Tarea asignada 1 ▸
Según el texto sobre Carlos Fuentes, ¿a quién pertenece la frase "No se fue sino lo perdimos"?

+ + + +

No se fue sino lo perdimos, en atinada frase de Consuelo Sáizar: con Carlos Fuentes se va una mente en pleno e intenso movimiento y una gana de vivir que quedó labrada en piedra y bronce en su última entrevista: el que a cierta edad no se sienta joven, se lo lleva la chingada.

La noticia llegó casi al mismo tiempo que leíamos su segunda entrega para Reforma sobre la Francia posible de Hollande y disfrutábamos al Fuentes gozoso en su Buenos Aires querida, dando cuenta de salud y gusto de vivir la vida. ¡Fuentes por all seasons!; el que nos sedujo y regaló su enorme lienzo de una historia mexicana tan profundamente global como para poder ser inmensa y poderosamente nacional.

Como ocurría en casi todos sus encuentros públicos, Fuentes habló de política y de política mexicana, y se lamentó del bajo, paupérrimo, nivel de nuestro debate, inscrito sin remedio en estas vueltas del tiempo marcadas por una crisis que no da cuartel ni arroja mínimos visos de una transformación que pudiéramos ver como el punto crítico o de inflexión de una salida. Con Fuentes, se nos va una poderosa fuente de luz para pensar y actuar en estos tiempos mexicanos que no han podido ser de verdad nuevos, mucho menos renovadores, en lo que va del siglo y la alternancia.

+ + + +

Tarea asignada 2 ▸
Por favor, reescribe los registros empezando en la línea que contiene "If you could pin the calm" y hasta el final de los registros, con "that would help" sustituido por "it would be useful" y todo lo demás sin cambios.

+ + + +

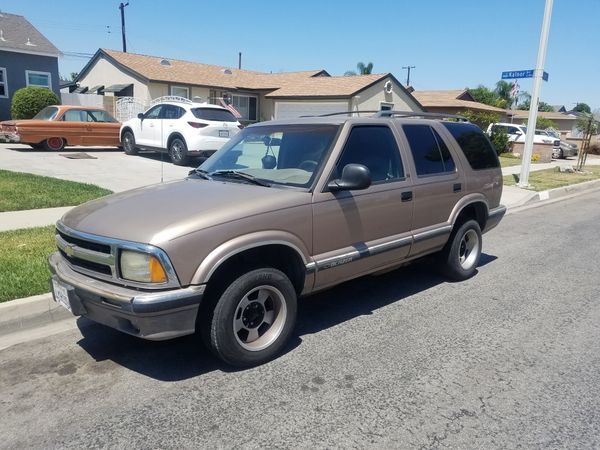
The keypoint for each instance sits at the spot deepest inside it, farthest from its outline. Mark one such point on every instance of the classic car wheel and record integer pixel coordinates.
(128, 141)
(178, 152)
(461, 254)
(254, 318)
(54, 144)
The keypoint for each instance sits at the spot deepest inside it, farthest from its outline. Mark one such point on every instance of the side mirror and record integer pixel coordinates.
(354, 177)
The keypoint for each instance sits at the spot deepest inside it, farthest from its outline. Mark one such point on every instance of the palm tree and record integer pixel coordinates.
(362, 69)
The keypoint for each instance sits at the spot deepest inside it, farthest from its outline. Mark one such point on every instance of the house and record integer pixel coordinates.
(27, 58)
(455, 102)
(256, 95)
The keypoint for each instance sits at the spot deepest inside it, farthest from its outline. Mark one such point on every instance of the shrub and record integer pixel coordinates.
(29, 101)
(499, 140)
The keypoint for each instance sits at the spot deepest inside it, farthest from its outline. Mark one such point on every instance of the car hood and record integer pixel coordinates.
(159, 213)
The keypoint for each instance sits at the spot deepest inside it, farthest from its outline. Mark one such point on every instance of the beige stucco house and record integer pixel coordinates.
(256, 95)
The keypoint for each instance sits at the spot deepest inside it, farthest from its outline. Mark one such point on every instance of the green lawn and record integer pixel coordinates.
(19, 191)
(507, 161)
(542, 180)
(23, 267)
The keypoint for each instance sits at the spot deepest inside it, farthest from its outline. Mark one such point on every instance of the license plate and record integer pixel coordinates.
(61, 295)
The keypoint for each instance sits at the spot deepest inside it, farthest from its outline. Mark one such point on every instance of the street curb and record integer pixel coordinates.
(30, 312)
(552, 194)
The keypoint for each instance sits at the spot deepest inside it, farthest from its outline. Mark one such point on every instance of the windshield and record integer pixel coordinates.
(48, 113)
(278, 154)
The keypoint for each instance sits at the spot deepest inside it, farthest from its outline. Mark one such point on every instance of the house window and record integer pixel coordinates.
(180, 91)
(39, 79)
(246, 105)
(3, 84)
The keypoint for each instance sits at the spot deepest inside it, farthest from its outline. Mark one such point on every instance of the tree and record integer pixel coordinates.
(583, 107)
(362, 69)
(29, 101)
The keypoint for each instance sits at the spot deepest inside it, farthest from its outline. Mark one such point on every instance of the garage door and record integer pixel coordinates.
(291, 110)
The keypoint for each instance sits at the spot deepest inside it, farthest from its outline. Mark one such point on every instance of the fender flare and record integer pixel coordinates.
(239, 244)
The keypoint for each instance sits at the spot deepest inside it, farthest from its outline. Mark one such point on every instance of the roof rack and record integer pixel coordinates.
(425, 115)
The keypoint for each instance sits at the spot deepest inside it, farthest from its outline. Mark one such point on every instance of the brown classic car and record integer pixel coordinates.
(54, 127)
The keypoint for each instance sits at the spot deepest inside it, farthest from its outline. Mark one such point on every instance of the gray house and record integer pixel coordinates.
(27, 58)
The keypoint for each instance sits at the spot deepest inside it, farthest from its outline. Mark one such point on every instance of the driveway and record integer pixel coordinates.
(107, 167)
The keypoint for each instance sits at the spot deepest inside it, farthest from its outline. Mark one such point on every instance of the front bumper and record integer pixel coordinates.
(150, 315)
(10, 137)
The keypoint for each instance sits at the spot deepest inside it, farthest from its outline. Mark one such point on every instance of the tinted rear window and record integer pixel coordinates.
(474, 144)
(215, 114)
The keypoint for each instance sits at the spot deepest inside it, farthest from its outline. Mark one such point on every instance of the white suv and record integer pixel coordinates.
(180, 127)
(517, 133)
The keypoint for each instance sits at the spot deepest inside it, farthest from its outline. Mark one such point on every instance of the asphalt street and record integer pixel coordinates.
(507, 359)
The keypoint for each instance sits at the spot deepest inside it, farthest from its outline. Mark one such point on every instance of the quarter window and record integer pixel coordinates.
(374, 147)
(3, 83)
(39, 79)
(475, 145)
(430, 153)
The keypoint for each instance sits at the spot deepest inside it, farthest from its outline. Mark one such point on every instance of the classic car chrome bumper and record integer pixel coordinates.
(150, 315)
(10, 137)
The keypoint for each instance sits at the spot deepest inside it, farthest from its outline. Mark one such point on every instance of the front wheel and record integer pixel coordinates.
(254, 318)
(178, 152)
(460, 256)
(128, 141)
(54, 144)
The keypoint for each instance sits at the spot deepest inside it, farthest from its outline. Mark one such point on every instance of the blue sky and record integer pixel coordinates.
(453, 44)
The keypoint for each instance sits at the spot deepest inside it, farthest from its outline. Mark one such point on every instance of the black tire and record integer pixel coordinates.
(178, 152)
(245, 307)
(128, 140)
(54, 144)
(460, 257)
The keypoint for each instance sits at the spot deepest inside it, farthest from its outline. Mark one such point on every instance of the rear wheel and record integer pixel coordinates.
(128, 141)
(178, 152)
(460, 256)
(53, 144)
(253, 318)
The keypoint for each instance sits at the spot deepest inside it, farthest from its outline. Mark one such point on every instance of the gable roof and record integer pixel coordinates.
(149, 68)
(452, 99)
(18, 35)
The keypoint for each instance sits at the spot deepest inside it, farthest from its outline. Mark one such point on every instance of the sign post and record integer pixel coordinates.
(538, 76)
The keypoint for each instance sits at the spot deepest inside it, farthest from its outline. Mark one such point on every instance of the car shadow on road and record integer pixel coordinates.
(65, 150)
(187, 357)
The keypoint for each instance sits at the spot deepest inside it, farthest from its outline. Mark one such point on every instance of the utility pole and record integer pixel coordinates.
(408, 76)
(535, 96)
(122, 8)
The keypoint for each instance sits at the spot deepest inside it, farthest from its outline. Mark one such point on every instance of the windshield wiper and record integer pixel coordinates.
(239, 175)
(201, 173)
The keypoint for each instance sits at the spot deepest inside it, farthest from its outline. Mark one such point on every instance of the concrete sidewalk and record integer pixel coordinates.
(13, 220)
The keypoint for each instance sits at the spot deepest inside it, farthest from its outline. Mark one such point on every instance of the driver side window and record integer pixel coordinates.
(374, 147)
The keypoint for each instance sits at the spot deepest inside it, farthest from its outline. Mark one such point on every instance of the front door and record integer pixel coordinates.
(358, 231)
(149, 132)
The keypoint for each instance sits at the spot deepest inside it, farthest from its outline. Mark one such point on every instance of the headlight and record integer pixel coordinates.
(142, 267)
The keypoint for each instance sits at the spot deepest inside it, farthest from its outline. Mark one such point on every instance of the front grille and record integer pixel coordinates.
(102, 248)
(88, 265)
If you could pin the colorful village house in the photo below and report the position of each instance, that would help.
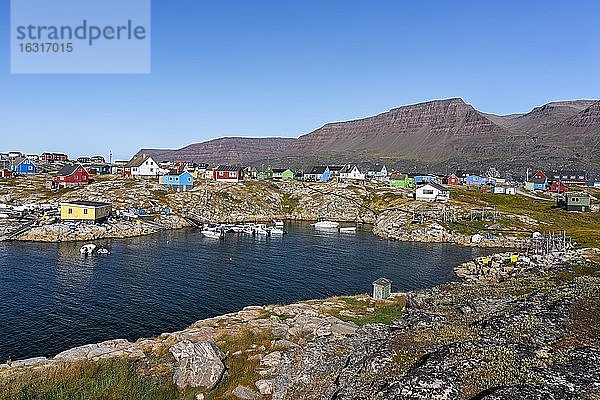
(401, 180)
(451, 179)
(141, 167)
(52, 157)
(578, 201)
(432, 192)
(421, 179)
(228, 173)
(378, 172)
(89, 211)
(23, 166)
(476, 180)
(178, 180)
(72, 175)
(283, 174)
(351, 173)
(571, 178)
(318, 173)
(5, 173)
(558, 186)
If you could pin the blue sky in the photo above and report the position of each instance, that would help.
(279, 68)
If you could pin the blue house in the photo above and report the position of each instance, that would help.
(23, 166)
(318, 173)
(178, 180)
(475, 180)
(421, 179)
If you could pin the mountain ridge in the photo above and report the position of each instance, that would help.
(434, 134)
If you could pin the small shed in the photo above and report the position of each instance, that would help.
(578, 201)
(382, 288)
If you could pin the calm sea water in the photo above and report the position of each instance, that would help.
(52, 298)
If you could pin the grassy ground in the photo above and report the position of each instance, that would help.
(583, 227)
(104, 380)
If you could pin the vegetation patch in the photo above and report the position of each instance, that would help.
(87, 380)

+ + + +

Respuesta esperada 1 ▸
A Consuelo Sáizar.

Respuesta esperada 2 ▸
If you could pin the calm sea water in the photo above and report the position of each instance, it would be useful.
(52, 298)
If you could pin the grassy ground in the photo above and report the position of each instance, it would be useful.
(583, 227)
(104, 380)
If you could pin the vegetation patch in the photo above and report the position of each instance, it would be useful.
(87, 380)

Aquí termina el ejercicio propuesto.